Статья А.П. Ершова была напечатана в стенгазете Вычислительного центра СО АН к 50-летию Андрея Александровича Берса.
Впервые я увидел Андрея Берса в конце 1950 г. Я уже полтора года как работал в СО АН СССР и доживал в Москве последние недели. В МГУ в помещении физфака проходила одна из первых конференций по кибернетике. Тематика её в связи с нечёткостью предмета была весьма пёстрой, но это никого не беспокоило, и любознательному человеку заведомо можно было найти на конференции что-нибудь по вкусу.
На сцену вышел нескладный молодой человек с нечастой в то время бородой и что-то начал весьма заносчиво рассказывать. Материал был, безусловно, оригинален, но из-за заносчивости не очень убедителен, и докладчик удалился со сцены совсем по Пастернаку со смешанным ощущением победы и поражения. Тем не менее, его незаурядность обращала на себя внимание и поэтому, когда Андрей каким-то образом найдя меня, сказал, что он заканчивает замечательный институт МЭИ, получает специальность по ЭВМ и программированию и хочет работать в Сибирском отделении, я недолго раздумывал, рассказал ему, чем занимаемся, и мы договорились, что он по распределению прибудет в ВЦ, который, как известно, был в то время отделением Института математики.
+===+
### Поставленная задача 1
Извлеките из отрывка об Андрее Берсе без изменений всё, что идёт от слов «Статья А.П. Ершова» и до слов «что-нибудь по вкусу.» включительно.
Отрывок об Андрее Берсе и записи представляют собой отдельные, никак не связанные между собой материалы.

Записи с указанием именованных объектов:
+===+
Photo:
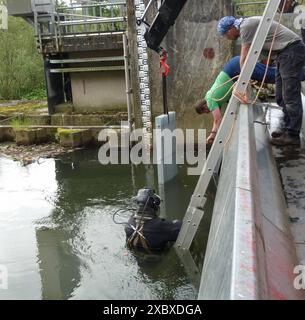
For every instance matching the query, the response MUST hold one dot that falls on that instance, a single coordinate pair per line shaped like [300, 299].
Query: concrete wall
[192, 72]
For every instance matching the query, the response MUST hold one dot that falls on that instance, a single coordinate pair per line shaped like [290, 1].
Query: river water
[58, 239]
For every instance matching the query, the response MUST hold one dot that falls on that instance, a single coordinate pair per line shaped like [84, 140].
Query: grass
[25, 107]
[19, 124]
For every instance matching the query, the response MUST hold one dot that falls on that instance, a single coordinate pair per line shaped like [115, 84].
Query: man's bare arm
[243, 54]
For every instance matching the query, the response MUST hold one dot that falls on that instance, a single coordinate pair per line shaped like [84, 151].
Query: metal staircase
[57, 23]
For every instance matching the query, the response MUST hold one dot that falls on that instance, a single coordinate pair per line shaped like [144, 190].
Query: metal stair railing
[77, 19]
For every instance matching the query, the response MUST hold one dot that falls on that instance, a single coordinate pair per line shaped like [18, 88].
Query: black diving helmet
[147, 198]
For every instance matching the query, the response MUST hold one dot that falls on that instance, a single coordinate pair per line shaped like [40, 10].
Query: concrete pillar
[166, 154]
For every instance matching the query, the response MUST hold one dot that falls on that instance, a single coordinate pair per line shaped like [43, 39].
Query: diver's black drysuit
[157, 232]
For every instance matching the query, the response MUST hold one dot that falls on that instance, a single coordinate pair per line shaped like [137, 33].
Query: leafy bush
[21, 66]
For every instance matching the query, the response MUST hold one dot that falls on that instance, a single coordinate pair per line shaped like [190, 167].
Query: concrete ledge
[74, 138]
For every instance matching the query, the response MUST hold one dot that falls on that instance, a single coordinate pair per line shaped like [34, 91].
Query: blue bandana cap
[226, 23]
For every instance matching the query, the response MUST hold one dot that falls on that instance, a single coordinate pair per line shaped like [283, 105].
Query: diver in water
[145, 230]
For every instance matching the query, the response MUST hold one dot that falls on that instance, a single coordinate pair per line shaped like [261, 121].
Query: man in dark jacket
[290, 57]
[145, 230]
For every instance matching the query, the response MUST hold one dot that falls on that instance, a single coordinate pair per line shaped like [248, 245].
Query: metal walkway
[250, 252]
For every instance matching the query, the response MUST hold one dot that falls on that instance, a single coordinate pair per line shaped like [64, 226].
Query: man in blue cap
[290, 56]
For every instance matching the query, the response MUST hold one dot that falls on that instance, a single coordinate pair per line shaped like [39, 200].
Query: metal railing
[77, 19]
[247, 9]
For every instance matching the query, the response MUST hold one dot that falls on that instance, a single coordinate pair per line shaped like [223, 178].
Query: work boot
[286, 139]
[278, 132]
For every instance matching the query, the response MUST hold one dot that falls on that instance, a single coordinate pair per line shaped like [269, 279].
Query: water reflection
[59, 240]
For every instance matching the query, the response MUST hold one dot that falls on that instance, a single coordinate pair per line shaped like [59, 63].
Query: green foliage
[17, 123]
[36, 94]
[21, 66]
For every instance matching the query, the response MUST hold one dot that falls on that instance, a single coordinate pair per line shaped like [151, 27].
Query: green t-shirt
[219, 91]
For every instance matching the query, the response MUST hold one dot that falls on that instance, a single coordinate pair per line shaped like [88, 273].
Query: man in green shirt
[221, 91]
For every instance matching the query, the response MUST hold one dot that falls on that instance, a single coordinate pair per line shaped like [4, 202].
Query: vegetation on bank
[21, 66]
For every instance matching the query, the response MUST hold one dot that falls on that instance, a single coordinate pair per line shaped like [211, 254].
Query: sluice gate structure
[250, 252]
[85, 51]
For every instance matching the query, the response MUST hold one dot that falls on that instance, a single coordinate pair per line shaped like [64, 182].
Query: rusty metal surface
[250, 253]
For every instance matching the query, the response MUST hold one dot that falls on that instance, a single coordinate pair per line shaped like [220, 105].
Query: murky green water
[58, 239]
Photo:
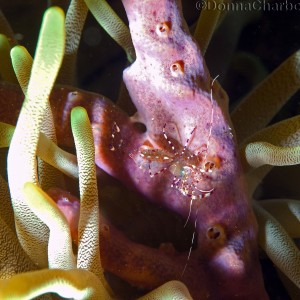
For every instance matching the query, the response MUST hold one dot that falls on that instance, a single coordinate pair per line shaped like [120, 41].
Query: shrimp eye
[177, 68]
[215, 232]
[163, 29]
[209, 166]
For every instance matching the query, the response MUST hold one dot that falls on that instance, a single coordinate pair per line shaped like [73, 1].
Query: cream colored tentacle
[75, 19]
[113, 25]
[88, 256]
[60, 253]
[75, 284]
[32, 233]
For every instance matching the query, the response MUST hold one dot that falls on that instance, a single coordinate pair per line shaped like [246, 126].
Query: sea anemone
[38, 259]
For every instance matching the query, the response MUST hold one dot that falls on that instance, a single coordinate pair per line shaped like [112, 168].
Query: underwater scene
[149, 149]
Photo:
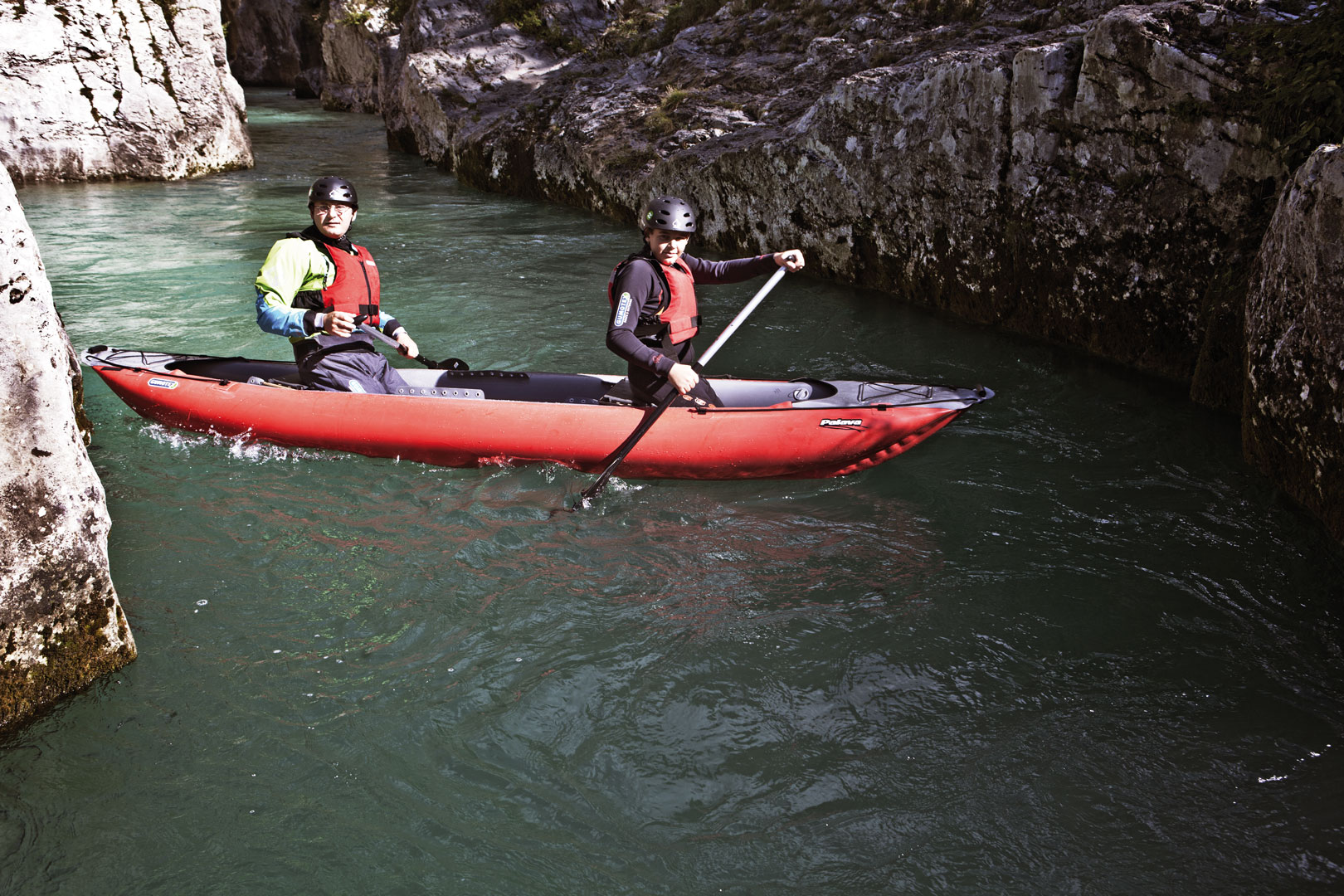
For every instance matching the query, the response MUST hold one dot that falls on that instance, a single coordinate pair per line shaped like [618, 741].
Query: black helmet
+===+
### Поставленная задача 2
Подсчитайте, сколько строк записей содержат строку «diver» с учётом регистра, и укажите в ответе только это число.

### Полное решение 1
Статья А.П. Ершова была напечатана в стенгазете Вычислительного центра СО АН к 50-летию Андрея Александровича Берса.
Впервые я увидел Андрея Берса в конце 1950 г. Я уже полтора года как работал в СО АН СССР и доживал в Москве последние недели. В МГУ в помещении физфака проходила одна из первых конференций по кибернетике. Тематика её в связи с нечёткостью предмета была весьма пёстрой, но это никого не беспокоило, и любознательному человеку заведомо можно было найти на конференции что-нибудь по вкусу.

### Полное решение 2
2